Bu Blogda Ara

22 Ocak 2025 Çarşamba

Din İktidar Eleştirisi

Ülkemizde dini değerlerin, yönetim eliyle sahiplenildiği ve bu sahiplenmenin çoğu zaman tek taraflı bir anlayışla topluma dayatıldığı bir gerçeklik ile karşı karşıyayız. Örneğin, belirli dönemlerde Diyanet İşleri Başkanlığı'nın fetvaları veya resmi açıklamaları üzerinden topluma belli bir din yorumu empoze edilmeye çalışılmış, bu da farklı inanç gruplarını rahatsız eden sonuçlar doğurmuştur. Özellikle Diyanet İşleri Başkanlığı aracılığıyla dinin devlet eliyle yorumlanması ve halka sunulması, bu süreçte yanlışlara fetva bulunmasını kolaylaştıran bir mekanizma olarak işlev görmektedir. Örneğin, belirli siyasi dönemlerde, Diyanet'in bazı toplumsal meselelerde tek taraflı açıklamalar yaparak farklı görüşlere yer vermemesi, bu mekanizmanın eleştirilmesine neden olmuştur. Bu durum, toplumda dinin itibarını ciddi şekilde zedelemektedir. Örneğin, yapılan bir ankete göre gençler arasında ateizm ve deizm oranlarının son on yılda belirgin bir şekilde arttığı görülmüş, bu artışın önemli bir kısmı siyasi ve toplumsal uygulamalara duyulan güvensizlikle ilişkilendirilmiştir.

**Görev gereksinimleri:** Yukarıdaki din ve iktidar eleştirisi metnini hiçbir değişiklik yapmadan baştan sona yeniden yazın.

**Veri kümesi:**

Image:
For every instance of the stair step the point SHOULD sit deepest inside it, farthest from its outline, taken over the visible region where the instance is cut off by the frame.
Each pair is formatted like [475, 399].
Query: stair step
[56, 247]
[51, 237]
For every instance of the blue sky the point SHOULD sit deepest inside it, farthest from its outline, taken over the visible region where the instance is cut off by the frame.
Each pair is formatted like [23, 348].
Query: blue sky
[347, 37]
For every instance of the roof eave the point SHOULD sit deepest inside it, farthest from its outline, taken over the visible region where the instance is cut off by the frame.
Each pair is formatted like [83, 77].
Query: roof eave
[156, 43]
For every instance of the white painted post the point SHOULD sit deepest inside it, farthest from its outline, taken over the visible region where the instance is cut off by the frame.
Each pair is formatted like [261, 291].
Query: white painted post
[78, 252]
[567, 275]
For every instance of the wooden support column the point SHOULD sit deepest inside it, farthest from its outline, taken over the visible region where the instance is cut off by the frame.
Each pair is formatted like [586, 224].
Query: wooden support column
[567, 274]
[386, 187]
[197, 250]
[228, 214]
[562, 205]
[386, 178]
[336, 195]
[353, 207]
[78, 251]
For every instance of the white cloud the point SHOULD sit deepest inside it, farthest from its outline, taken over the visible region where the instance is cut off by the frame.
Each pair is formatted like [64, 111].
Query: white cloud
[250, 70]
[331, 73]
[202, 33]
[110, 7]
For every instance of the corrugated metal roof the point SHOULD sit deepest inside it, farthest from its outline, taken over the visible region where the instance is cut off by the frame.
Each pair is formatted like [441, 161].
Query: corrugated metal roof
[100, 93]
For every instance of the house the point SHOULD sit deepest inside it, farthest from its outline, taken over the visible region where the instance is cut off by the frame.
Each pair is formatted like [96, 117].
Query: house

**Görev çıktısı:**
Bu Blogda Ara

22 Ocak 2025 Çarşamba

Din İktidar Eleştirisi

Ülkemizde dini değerlerin, yönetim eliyle sahiplenildiği ve bu sahiplenmenin çoğu zaman tek taraflı bir anlayışla topluma dayatıldığı bir gerçeklik ile karşı karşıyayız. Örneğin, belirli dönemlerde Diyanet İşleri Başkanlığı'nın fetvaları veya resmi açıklamaları üzerinden topluma belli bir din yorumu empoze edilmeye çalışılmış, bu da farklı inanç gruplarını rahatsız eden sonuçlar doğurmuştur. Özellikle Diyanet İşleri Başkanlığı aracılığıyla dinin devlet eliyle yorumlanması ve halka sunulması, bu süreçte yanlışlara fetva bulunmasını kolaylaştıran bir mekanizma olarak işlev görmektedir. Örneğin, belirli siyasi dönemlerde, Diyanet'in bazı toplumsal meselelerde tek taraflı açıklamalar yaparak farklı görüşlere yer vermemesi, bu mekanizmanın eleştirilmesine neden olmuştur. Bu durum, toplumda dinin itibarını ciddi şekilde zedelemektedir. Örneğin, yapılan bir ankete göre gençler arasında ateizm ve deizm oranlarının son on yılda belirgin bir şekilde arttığı görülmüş, bu artışın önemli bir kısmı siyasi ve toplumsal uygulamalara duyulan güvensizlikle ilişkilendirilmiştir.